_Provided data_:
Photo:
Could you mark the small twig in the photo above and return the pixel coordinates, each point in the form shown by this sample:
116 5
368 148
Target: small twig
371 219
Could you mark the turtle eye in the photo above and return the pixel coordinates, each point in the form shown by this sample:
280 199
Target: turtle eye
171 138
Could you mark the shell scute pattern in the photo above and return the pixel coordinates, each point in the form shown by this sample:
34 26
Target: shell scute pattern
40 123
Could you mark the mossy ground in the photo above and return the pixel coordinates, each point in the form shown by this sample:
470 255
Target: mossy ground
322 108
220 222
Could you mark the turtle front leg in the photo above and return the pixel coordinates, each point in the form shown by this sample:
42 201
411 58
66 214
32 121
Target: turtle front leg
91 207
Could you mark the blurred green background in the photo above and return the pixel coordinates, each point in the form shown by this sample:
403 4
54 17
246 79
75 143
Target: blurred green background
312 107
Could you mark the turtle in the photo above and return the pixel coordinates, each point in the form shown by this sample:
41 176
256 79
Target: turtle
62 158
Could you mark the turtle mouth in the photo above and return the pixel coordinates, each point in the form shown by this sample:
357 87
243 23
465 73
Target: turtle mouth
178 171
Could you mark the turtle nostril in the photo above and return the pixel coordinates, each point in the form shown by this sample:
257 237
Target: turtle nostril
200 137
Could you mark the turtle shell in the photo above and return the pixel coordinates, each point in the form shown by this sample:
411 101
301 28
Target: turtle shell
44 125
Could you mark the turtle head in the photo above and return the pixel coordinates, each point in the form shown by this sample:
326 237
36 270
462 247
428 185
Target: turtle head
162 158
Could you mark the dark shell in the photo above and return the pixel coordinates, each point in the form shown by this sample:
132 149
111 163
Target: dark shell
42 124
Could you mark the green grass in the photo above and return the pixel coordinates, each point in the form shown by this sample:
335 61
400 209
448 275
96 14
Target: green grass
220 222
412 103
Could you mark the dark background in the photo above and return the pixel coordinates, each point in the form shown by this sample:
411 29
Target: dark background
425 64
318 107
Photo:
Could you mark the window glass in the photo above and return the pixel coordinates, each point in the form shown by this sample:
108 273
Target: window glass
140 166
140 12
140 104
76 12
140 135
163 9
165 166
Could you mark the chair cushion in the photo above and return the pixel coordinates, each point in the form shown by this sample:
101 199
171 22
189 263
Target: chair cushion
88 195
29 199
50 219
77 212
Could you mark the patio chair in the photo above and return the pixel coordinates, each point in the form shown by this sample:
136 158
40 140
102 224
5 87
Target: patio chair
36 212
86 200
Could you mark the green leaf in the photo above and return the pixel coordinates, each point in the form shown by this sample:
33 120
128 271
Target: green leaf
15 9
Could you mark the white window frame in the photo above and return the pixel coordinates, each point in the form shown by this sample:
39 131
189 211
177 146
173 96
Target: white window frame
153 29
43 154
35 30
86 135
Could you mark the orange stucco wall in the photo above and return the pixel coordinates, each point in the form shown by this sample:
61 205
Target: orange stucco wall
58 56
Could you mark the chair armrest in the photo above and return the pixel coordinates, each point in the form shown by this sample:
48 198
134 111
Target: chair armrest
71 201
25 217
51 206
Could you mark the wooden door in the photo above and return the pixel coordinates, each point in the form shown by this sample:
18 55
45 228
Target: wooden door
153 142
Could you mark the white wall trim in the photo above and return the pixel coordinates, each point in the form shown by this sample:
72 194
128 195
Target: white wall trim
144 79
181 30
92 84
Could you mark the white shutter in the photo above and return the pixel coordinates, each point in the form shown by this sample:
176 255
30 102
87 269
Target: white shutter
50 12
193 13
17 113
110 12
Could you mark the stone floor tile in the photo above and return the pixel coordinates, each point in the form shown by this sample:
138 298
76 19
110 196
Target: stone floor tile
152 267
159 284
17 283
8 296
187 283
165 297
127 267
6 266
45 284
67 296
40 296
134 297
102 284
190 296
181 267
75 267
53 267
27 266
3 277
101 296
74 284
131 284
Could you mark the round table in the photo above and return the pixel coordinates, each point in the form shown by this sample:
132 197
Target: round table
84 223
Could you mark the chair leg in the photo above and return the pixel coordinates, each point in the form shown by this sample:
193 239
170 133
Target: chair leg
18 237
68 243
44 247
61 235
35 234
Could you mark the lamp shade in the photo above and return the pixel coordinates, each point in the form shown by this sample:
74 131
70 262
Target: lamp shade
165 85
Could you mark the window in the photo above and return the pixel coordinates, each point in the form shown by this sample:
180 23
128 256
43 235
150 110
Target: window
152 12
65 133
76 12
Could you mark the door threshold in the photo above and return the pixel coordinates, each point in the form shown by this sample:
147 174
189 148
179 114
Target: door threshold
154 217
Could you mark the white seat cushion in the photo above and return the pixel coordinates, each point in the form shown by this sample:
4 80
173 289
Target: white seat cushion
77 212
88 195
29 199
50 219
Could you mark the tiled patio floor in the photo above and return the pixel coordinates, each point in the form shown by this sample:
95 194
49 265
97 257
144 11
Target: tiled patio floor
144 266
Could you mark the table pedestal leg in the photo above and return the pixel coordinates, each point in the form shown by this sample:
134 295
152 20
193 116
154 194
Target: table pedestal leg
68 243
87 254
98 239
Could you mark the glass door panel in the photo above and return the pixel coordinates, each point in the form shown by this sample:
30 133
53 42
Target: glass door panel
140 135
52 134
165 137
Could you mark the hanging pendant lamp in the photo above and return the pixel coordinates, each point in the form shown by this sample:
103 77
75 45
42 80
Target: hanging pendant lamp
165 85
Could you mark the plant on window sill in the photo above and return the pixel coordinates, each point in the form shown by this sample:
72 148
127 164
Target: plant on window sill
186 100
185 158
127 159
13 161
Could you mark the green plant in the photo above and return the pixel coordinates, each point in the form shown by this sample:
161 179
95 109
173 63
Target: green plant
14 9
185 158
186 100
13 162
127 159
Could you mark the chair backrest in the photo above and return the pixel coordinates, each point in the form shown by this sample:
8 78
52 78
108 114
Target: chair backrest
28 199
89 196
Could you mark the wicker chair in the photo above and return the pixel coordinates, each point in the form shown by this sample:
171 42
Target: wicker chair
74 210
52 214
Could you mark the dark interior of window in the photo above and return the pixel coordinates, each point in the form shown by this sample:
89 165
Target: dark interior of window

_Do this_:
From the line with "Could you mark the chair backrest" to the last line of the material, give every line again exactly, and only those lines.

_Result below_:
Could you mark the chair backrest in the photo above and return the pixel coordinates, each point in the form shown by this sample:
8 78
52 78
108 114
Target: chair backrest
28 199
89 196
Could you mark the wicker chair in the photo above and return the pixel coordinates, each point in the form shown by this sample:
171 42
Target: wicker chair
74 210
52 214
Could you mark the dark interior of window in the photo above and return the pixel coordinates, each point in the form shown by this sample:
89 165
Target: dark interior of window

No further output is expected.